■ What this task involves
Please reproduce everything from "Category : Uncategorized" down to "the dentist immediately." in the dental emergencies text below, word for word.

■ Source text
%%
Category : Uncategorized

Dental emergencies can occur anytime; we want you to be ready with some simple remedies and techniques to best care for your teeth.

When an emergency injury to your teeth or gums occurs, it is important to handle it correctly and quickly. Quick actions can help avoid more extensive and costly treatment later. Here are a few measures you can take for dental emergencies at home:

Toothache

A toothache is one of the most common dental injuries and can happen anytime for many different reasons. When you feel the onset of a toothache, first clean the sore tooth by gently brushing and flossing. Use a warm saltwater rinse to remove trapped food or debris, which might be causing the pain. However, a painful toothache might also indicate an abscess or other infection in the mouth. If you experience swelling, then apply a cold compress and visit the dentist immediately.

Cut or Bitten Tongue, Lip or Cheek

You can help to stop the bleeding from small cuts by applying gentle pressure with a clean gauze or damp cloth. Apply a cool pack to the injured areas for immediate pain relief. If the bleeding continues for more than 15 minutes, head to the emergency room of a nearby dentist immediately.
%%
■ Given data
%%
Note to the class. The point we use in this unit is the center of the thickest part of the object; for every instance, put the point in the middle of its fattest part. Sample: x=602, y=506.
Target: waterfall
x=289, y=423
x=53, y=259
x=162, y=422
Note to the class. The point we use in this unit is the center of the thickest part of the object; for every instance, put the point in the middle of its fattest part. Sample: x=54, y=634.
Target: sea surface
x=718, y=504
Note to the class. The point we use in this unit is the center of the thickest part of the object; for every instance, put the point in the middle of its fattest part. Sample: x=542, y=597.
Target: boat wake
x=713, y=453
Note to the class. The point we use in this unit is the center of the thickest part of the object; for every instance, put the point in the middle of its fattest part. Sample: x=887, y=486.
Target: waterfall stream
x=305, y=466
%%
■ Worked solution
Category : Uncategorized

Dental emergencies can occur anytime; we want you to be ready with some simple remedies and techniques to best care for your teeth.

When an emergency injury to your teeth or gums occurs, it is important to handle it correctly and quickly. Quick actions can help avoid more extensive and costly treatment later. Here are a few measures you can take for dental emergencies at home:

Toothache

A toothache is one of the most common dental injuries and can happen anytime for many different reasons. When you feel the onset of a toothache, first clean the sore tooth by gently brushing and flossing. Use a warm saltwater rinse to remove trapped food or debris, which might be causing the pain. However, a painful toothache might also indicate an abscess or other infection in the mouth. If you experience swelling, then apply a cold compress and visit the dentist immediately.